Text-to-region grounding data

---

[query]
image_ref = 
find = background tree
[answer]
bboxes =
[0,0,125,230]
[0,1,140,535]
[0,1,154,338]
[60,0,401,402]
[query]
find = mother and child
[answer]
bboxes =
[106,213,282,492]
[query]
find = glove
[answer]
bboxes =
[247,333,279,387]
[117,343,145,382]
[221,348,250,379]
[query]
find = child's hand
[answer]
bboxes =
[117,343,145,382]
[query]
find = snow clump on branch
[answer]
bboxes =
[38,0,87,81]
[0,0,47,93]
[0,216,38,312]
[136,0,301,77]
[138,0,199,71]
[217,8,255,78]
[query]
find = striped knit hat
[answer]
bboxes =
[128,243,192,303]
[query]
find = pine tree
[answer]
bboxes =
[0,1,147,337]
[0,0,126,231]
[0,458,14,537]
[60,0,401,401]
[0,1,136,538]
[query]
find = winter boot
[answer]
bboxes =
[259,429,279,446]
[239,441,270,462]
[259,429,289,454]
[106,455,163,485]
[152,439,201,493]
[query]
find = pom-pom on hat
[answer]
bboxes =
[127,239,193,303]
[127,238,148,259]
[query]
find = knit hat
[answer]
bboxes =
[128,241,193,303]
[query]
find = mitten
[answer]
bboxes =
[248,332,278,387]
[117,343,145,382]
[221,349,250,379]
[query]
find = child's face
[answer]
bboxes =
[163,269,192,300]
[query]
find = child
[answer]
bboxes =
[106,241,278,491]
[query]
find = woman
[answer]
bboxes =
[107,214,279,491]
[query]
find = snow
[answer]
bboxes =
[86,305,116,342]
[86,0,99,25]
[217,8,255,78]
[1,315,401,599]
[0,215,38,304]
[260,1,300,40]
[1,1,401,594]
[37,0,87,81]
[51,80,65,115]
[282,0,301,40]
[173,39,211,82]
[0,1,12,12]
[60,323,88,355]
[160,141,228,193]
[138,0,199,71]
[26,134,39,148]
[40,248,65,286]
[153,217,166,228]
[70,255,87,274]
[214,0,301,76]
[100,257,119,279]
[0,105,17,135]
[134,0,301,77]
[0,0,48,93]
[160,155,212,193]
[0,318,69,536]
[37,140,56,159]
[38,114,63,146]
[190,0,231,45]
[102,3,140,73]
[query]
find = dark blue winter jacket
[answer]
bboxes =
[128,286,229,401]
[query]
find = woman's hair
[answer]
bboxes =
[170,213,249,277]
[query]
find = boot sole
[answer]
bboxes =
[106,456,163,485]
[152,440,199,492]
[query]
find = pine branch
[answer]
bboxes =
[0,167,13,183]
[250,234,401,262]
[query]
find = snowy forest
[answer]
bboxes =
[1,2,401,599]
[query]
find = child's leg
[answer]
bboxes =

---

__WHAT IS BEING ASKED__
Copy all of the data exactly.

__EXERCISE ANSWER__
[query]
image_ref = 
find = background tree
[answer]
bboxes =
[0,0,125,230]
[0,1,140,535]
[0,1,154,338]
[60,0,401,402]
[query]
find = mother and child
[answer]
bboxes =
[106,213,282,492]
[query]
find = glove
[answer]
bboxes =
[247,333,279,387]
[117,343,145,382]
[221,348,250,379]
[query]
find = child's hand
[answer]
bboxes =
[117,343,145,382]
[query]
find = snow clump on branch
[answer]
bboxes =
[38,0,87,81]
[0,0,47,93]
[0,216,38,312]
[136,0,301,77]
[138,0,199,71]
[217,8,255,78]
[query]
find = striped knit hat
[answer]
bboxes =
[128,243,192,303]
[query]
find = pine tree
[answer]
bboxes =
[0,1,147,337]
[0,0,126,231]
[0,458,14,537]
[60,0,401,401]
[0,1,136,538]
[query]
find = winter boot
[answer]
bboxes =
[259,429,279,446]
[239,441,270,462]
[259,429,289,454]
[106,455,163,485]
[152,439,201,493]
[query]
find = pom-pom on hat
[answer]
bboxes =
[127,239,193,303]
[127,238,148,259]
[query]
find = knit hat
[answer]
bboxes =
[128,241,193,303]
[query]
find = mitten
[answer]
bboxes =
[248,332,278,387]
[117,343,145,382]
[221,349,250,379]
[query]
find = child's face
[answer]
bboxes =
[163,269,192,300]
[query]
find = child
[answer]
bboxes =
[106,241,278,491]
[query]
find = woman
[answer]
bboxes =
[107,214,279,491]
[query]
find = snow
[answer]
bboxes =
[86,305,116,342]
[86,0,99,25]
[217,8,255,78]
[1,315,401,599]
[0,215,38,304]
[260,1,300,40]
[1,1,401,594]
[37,0,87,81]
[51,80,65,115]
[282,0,301,40]
[173,39,211,82]
[0,1,12,12]
[60,323,88,355]
[160,141,228,193]
[138,0,199,71]
[26,134,39,148]
[40,248,65,286]
[153,217,166,228]
[70,255,87,274]
[214,0,301,76]
[100,257,119,279]
[0,105,17,135]
[134,0,301,77]
[0,0,48,93]
[160,155,212,193]
[0,318,69,536]
[37,140,56,159]
[38,114,63,146]
[190,0,231,45]
[102,3,140,73]
[query]
find = dark blue winter jacket
[answer]
bboxes =
[128,286,229,401]
[query]
find = woman's hair
[answer]
bboxes =
[170,213,249,277]
[query]
find = boot sole
[answer]
bboxes =
[106,456,163,485]
[152,440,199,492]
[query]
find = pine branch
[answer]
bboxes =
[0,167,13,183]
[250,234,401,262]
[query]
find = snowy forest
[answer]
bboxes =
[1,2,401,599]
[query]
find = child's leg
[answer]
bboxes =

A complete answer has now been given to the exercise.